▶ _Assigned task_: Leave the pictures behind and repeat all the entries exactly.

**** The data ****

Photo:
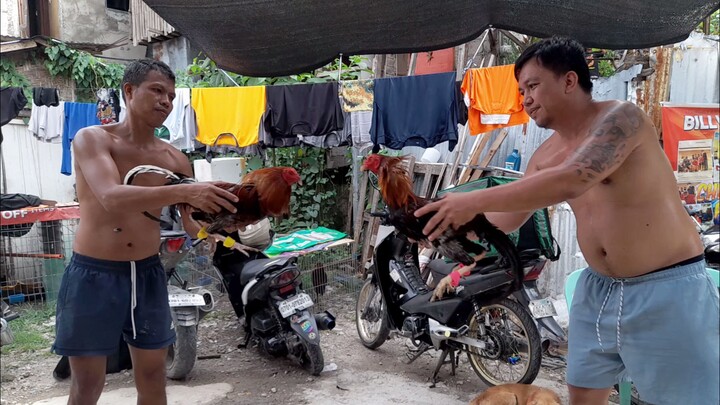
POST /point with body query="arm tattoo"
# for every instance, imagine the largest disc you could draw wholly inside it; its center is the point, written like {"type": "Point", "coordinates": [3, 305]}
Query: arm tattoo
{"type": "Point", "coordinates": [608, 143]}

****

▶ _Result_:
Photo:
POST /point with body query="arm tattoo"
# for every instance, imagine the largest disc you could draw wholly inside it; its center is the point, written like {"type": "Point", "coordinates": [3, 305]}
Query: arm tattoo
{"type": "Point", "coordinates": [608, 143]}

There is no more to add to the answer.